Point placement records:
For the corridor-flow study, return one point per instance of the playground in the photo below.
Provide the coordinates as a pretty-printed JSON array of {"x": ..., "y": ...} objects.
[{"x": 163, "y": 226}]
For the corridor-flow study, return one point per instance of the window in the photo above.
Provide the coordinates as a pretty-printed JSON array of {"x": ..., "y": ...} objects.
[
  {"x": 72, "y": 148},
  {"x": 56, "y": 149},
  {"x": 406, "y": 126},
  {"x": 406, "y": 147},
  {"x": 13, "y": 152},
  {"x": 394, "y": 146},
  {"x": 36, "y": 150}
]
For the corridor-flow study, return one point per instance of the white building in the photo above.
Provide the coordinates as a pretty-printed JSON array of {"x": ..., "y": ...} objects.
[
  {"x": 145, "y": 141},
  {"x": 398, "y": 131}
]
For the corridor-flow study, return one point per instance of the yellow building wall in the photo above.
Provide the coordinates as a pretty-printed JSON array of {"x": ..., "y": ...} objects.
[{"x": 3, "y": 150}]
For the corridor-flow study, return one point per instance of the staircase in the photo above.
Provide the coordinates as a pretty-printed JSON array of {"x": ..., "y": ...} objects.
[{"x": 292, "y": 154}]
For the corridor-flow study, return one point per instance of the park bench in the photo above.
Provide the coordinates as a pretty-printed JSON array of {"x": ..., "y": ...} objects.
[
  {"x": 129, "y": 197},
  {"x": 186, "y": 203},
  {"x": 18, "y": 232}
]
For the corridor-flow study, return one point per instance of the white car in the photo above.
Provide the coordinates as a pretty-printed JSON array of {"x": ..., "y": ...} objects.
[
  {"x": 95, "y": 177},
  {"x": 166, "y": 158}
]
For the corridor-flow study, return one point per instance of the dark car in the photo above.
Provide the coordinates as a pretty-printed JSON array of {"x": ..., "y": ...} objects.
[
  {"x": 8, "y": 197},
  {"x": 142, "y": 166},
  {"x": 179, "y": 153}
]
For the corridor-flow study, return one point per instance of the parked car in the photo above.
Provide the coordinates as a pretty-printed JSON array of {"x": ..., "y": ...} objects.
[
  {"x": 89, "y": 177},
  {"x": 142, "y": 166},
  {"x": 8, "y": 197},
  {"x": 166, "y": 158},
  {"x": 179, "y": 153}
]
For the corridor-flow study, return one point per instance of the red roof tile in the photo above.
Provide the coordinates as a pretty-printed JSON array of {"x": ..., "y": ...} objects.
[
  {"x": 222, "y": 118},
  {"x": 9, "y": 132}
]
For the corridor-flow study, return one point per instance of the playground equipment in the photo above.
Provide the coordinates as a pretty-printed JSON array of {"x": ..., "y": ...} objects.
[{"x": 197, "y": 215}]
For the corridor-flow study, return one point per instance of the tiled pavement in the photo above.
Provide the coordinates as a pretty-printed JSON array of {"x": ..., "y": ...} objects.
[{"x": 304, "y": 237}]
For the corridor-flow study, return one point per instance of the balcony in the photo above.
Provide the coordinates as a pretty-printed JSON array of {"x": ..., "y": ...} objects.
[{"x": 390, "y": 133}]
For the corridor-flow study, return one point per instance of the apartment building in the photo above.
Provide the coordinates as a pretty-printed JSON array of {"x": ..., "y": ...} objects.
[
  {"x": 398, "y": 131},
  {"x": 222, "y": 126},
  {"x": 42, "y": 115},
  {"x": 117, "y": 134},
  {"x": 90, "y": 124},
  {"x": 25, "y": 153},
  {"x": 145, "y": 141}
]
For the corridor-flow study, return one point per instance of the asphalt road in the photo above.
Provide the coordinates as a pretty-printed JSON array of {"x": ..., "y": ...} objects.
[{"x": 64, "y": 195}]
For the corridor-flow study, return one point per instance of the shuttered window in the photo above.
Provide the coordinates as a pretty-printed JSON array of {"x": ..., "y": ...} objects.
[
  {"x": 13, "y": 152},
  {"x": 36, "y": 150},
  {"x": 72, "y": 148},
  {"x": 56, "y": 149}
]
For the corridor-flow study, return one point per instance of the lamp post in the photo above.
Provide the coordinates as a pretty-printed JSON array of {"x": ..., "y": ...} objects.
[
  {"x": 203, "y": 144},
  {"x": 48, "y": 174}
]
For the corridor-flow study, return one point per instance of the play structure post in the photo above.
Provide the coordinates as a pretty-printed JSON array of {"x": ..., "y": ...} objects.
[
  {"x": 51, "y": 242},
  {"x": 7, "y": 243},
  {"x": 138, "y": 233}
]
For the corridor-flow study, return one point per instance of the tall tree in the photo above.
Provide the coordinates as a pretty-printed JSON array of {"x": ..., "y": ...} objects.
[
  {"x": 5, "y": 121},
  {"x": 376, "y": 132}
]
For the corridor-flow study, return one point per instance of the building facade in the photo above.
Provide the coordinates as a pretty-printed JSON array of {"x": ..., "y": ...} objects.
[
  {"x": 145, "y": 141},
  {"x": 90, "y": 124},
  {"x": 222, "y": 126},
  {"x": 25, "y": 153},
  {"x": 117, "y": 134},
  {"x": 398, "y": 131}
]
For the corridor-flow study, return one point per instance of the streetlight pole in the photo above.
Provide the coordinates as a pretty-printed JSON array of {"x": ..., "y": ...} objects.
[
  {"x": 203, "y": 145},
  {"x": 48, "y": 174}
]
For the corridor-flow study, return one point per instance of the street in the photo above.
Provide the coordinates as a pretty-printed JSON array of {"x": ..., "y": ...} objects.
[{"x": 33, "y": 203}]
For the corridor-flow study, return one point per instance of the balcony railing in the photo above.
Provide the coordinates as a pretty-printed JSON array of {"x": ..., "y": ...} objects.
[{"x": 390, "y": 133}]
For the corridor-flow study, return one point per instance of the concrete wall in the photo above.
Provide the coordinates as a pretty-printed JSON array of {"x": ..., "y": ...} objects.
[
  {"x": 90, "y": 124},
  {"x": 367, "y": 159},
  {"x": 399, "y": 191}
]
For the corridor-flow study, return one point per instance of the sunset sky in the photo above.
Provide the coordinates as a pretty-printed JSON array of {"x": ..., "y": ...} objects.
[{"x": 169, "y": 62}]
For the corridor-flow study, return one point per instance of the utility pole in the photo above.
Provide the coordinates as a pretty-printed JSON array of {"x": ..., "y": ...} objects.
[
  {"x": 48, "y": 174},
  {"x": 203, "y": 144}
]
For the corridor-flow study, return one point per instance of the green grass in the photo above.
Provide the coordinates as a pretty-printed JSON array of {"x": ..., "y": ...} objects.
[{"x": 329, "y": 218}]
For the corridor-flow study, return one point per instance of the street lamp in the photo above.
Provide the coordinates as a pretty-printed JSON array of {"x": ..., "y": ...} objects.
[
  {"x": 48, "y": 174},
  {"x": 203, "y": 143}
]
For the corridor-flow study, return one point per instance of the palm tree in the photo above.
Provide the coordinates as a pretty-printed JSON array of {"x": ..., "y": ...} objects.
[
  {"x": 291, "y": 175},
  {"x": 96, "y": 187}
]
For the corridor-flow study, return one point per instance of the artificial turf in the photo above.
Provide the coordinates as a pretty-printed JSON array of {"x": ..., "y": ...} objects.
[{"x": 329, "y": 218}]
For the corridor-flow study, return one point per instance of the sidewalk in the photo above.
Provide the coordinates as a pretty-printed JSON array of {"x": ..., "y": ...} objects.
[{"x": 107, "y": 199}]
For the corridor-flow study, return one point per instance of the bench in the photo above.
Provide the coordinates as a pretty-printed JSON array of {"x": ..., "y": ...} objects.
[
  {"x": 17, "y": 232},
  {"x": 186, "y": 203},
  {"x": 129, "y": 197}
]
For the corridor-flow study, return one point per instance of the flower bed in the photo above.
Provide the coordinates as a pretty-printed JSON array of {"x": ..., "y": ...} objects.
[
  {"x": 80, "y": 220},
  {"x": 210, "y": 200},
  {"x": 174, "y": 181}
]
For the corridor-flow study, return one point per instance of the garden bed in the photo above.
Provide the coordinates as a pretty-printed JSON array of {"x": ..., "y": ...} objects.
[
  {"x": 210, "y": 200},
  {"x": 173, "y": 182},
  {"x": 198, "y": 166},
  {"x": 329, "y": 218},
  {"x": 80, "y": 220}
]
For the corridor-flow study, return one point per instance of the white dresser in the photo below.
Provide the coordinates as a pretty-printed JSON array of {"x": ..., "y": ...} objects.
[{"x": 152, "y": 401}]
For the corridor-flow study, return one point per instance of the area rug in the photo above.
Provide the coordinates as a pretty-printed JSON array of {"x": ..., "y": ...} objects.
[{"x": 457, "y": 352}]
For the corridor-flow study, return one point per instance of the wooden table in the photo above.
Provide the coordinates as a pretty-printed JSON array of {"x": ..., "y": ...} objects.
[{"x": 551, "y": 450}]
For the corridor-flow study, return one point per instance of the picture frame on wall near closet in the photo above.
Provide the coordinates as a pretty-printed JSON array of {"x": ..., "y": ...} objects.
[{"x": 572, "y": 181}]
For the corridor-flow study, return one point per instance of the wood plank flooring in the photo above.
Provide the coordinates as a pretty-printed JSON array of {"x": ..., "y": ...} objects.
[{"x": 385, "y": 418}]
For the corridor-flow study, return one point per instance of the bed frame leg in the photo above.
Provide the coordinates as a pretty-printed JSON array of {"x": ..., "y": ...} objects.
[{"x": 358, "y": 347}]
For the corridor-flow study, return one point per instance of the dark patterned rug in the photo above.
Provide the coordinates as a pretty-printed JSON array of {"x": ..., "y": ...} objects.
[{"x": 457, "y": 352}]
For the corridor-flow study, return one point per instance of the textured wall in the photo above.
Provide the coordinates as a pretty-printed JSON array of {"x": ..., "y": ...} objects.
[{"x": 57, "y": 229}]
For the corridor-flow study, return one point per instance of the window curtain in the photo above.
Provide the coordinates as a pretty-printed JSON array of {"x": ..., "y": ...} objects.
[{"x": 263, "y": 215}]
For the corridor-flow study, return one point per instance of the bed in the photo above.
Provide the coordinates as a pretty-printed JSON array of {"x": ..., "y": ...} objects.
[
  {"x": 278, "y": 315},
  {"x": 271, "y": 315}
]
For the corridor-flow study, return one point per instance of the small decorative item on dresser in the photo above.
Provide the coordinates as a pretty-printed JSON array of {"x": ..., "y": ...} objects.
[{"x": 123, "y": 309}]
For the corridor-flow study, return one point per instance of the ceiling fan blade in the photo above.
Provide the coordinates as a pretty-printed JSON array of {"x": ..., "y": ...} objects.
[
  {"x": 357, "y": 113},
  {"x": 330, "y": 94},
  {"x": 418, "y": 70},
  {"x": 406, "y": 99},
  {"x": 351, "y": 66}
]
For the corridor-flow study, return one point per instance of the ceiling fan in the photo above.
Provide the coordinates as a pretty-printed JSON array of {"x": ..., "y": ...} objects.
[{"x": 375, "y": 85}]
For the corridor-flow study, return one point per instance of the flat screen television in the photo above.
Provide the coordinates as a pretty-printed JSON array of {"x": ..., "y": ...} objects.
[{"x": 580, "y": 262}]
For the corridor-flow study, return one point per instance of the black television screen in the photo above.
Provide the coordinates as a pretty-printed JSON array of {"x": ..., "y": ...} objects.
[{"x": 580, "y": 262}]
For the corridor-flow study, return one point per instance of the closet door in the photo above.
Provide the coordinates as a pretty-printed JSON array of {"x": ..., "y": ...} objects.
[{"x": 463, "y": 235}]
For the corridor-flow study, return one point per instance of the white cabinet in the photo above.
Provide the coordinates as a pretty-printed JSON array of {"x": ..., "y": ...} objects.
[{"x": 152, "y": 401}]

■ **SET TASK**
Set down, word for word, only the lines running from the line with "screen in the photo above." to the last line of the listing above. Both of those lines belong in your answer.

■ **SOLVED EXERCISE**
For the corridor-flow study, return one point per instance of the black television screen in the photo above.
Provide the coordinates as a pretty-printed JSON array of {"x": ..., "y": ...} objects.
[{"x": 580, "y": 262}]
For the corridor-flow study, return one point per instance of the closet door in the photo above.
Provide the coordinates as a pretty-printed JSON array of {"x": ..., "y": ...} objects.
[{"x": 463, "y": 235}]
For the corridor-flow study, return one point per instance of the white cabinet in the photo above.
Provide the coordinates as a pretty-printed JSON array of {"x": ..., "y": ...} objects.
[{"x": 152, "y": 401}]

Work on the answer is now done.